* start *
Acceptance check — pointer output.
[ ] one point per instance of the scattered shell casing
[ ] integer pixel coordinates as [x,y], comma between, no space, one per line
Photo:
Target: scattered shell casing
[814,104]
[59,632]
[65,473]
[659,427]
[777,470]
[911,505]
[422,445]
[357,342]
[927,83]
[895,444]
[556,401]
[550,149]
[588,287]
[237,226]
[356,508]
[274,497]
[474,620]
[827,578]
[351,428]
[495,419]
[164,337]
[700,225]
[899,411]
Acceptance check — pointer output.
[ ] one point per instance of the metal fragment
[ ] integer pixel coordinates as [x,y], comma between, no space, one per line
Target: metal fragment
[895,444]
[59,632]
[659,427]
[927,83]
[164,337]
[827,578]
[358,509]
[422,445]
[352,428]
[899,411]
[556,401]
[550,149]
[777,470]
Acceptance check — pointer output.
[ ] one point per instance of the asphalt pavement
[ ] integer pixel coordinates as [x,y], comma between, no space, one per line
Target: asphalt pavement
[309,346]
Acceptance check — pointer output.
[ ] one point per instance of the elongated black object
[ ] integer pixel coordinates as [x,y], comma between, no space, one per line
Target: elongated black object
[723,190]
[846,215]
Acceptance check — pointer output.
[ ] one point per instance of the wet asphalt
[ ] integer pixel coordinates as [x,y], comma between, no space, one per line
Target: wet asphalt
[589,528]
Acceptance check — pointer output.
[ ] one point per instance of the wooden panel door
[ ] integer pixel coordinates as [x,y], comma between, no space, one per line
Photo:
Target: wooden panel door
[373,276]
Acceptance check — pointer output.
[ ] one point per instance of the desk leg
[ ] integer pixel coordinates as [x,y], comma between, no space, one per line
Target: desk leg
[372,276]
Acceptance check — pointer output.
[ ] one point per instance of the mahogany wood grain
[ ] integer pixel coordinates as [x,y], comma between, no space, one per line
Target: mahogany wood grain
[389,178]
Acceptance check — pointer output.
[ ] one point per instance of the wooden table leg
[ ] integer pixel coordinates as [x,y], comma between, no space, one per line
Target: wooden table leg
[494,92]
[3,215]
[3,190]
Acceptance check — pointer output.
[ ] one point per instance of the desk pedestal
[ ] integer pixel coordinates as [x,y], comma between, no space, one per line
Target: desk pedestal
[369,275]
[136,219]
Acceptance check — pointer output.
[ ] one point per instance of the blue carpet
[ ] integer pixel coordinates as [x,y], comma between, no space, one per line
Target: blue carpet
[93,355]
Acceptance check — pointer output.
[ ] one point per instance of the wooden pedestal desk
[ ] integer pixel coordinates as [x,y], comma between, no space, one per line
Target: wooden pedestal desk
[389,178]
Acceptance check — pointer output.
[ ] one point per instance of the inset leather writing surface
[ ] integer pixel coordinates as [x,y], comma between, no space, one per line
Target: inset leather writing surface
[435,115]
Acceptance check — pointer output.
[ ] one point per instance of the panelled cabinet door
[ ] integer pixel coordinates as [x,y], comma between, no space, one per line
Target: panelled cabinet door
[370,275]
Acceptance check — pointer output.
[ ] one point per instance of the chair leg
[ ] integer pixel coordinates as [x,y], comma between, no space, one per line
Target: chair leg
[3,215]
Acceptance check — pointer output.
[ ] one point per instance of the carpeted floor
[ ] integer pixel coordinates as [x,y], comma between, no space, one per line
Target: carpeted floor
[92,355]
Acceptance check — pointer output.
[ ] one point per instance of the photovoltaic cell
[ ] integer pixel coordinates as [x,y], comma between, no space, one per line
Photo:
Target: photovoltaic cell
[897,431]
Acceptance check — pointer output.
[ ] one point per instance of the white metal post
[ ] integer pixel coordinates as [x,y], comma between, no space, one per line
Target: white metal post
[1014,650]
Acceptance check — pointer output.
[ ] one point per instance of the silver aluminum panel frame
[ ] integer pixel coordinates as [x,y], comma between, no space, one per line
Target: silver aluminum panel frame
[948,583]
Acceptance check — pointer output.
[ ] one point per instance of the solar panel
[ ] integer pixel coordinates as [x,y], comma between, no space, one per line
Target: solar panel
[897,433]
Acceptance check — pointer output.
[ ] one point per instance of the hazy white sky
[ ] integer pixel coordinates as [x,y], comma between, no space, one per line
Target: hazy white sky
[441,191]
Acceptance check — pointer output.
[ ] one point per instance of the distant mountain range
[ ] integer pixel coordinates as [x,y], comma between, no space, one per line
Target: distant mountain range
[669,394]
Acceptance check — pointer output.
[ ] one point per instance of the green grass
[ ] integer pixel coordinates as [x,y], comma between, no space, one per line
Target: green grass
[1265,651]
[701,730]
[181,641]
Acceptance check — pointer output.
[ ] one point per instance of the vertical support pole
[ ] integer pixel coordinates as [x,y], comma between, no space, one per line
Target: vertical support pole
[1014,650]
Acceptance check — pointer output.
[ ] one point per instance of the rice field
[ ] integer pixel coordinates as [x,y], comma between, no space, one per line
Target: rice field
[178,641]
* end *
Exercise aim: Transcribe the full listing above without leaving anything out.

Solution to this task:
Acceptance check — pointer output.
[ ] one point per instance of the scattered shell casing
[ ] integer pixel coordinates as [x,y], comma between, no space, one per line
Photo:
Target: scattered shell casing
[814,104]
[59,632]
[65,473]
[659,427]
[777,470]
[911,505]
[422,445]
[357,342]
[927,83]
[895,444]
[556,401]
[550,149]
[588,287]
[237,226]
[356,508]
[274,497]
[474,620]
[827,578]
[351,428]
[495,419]
[164,337]
[700,225]
[899,411]
Acceptance check — pointer output.
[ ] one point per instance of the metal fragment
[ ] integer pixel coordinates as [x,y], comma between, no space, one per line
Target: metal fragment
[895,444]
[59,632]
[659,427]
[927,83]
[164,337]
[827,578]
[358,509]
[422,445]
[352,428]
[899,411]
[556,401]
[550,149]
[777,470]
Acceptance check — pointer output.
[ ] one point per instance of the asphalt pavement
[ ] integer pixel coordinates as [x,y], comma between, no space, one per line
Target: asphalt pavement
[309,346]
Acceptance check — pointer output.
[ ] one point per instance of the elongated black object
[ ] integer pixel coordinates as [x,y], comma between, no space, one per line
Target: elongated black object
[723,190]
[846,215]
Acceptance check — pointer output.
[ ] one point per instance of the wet asphalt
[ ] integer pixel coordinates as [x,y], comma between, no space, one per line
Target: wet asphalt
[589,528]
Acceptance check — pointer output.
[ ] one point per instance of the wooden panel door
[ ] integer pixel coordinates as [x,y], comma between, no space, one per line
Photo:
Target: wooden panel door
[373,276]
Acceptance check — pointer output.
[ ] one point per instance of the desk leg
[ ] integer pixel coordinates as [x,y], comma between, no space, one per line
Target: desk leg
[372,276]
Acceptance check — pointer output.
[ ] one point per instance of the mahogany wood grain
[ ] integer pixel coordinates as [x,y], comma between, no space, one per line
Target: mahogany wood grain
[389,178]
Acceptance check — pointer output.
[ ] one point per instance of the wooden table leg
[ ] integer pixel coordinates as [x,y], comma between, no space, one per line
Target: wooden table leg
[494,92]
[3,215]
[3,190]
Acceptance check — pointer output.
[ ] one point per instance of the desk pedestal
[ ] integer pixel coordinates as [x,y], comma between, no space, one per line
Target: desk pedestal
[369,275]
[136,219]
Acceptance check — pointer output.
[ ] one point per instance of the blue carpet
[ ] integer pixel coordinates as [x,y], comma between, no space, one per line
Target: blue carpet
[93,355]
Acceptance check — pointer output.
[ ] one point per instance of the wooden pedestal desk
[ ] integer pixel coordinates as [x,y], comma between, no space, one per line
Target: wooden pedestal desk
[389,178]
Acceptance check — pointer output.
[ ] one point per instance of the inset leather writing surface
[ ] integer pixel coordinates as [x,y], comma between, no space, one per line
Target: inset leather writing surface
[435,115]
Acceptance check — pointer output.
[ ] one point per instance of the panelled cabinet door
[ ] integer pixel coordinates as [x,y], comma between, no space, one per line
Target: panelled cabinet door
[370,275]
Acceptance check — pointer output.
[ ] one point per instance of the chair leg
[ ] integer pixel coordinates as [x,y], comma between, no space, one per line
Target: chair leg
[3,215]
Acceptance check — pointer output.
[ ] one point per instance of the carpeted floor
[ ] integer pixel coordinates as [x,y], comma between, no space, one per line
Target: carpeted floor
[92,355]
Acceptance check — pointer output.
[ ] one point per instance of the photovoltaic cell
[ ] integer pixel coordinates as [x,y], comma between, no space, one per line
Photo:
Target: photovoltaic cell
[897,431]
Acceptance check — pointer output.
[ ] one point per instance of the white metal post
[ ] integer pixel coordinates as [x,y], comma between, no space, one per line
Target: white metal post
[1014,650]
Acceptance check — pointer output.
[ ] one point per instance of the silver aluminum panel frame
[ ] integer pixel coordinates as [x,y], comma between, no space, one per line
Target: silver aluminum panel frame
[948,583]
Acceptance check — pointer output.
[ ] one point per instance of the solar panel
[ ] integer pixel coordinates as [x,y], comma between, no space, one per line
Target: solar panel
[897,433]
Acceptance check — pointer output.
[ ] one point per instance of the hazy white sky
[ ] integer pixel coordinates as [x,y], comma between, no space, one per line
Target: hazy white sky
[441,191]
Acceptance check — pointer output.
[ ] one point per instance of the distant mountain range
[ ] integer pixel coordinates as [x,y], comma between, no space, one per line
Target: distant mountain range
[669,394]
Acceptance check — pointer output.
[ ] one point per instance of the green grass
[ ] integer pixel coordinates as [x,y], comma between, no space, one per line
Target: green grass
[1265,651]
[701,730]
[181,641]
Acceptance check — pointer output.
[ ] one point per instance of the vertical support pole
[ ] integer pixel coordinates as [x,y], comma between, no space, one per line
Target: vertical support pole
[1014,650]
Acceptance check — pointer output.
[ ] one point per instance of the rice field
[ ] integer pixel coordinates as [x,y], comma between, no space, one per line
Target: rice field
[178,641]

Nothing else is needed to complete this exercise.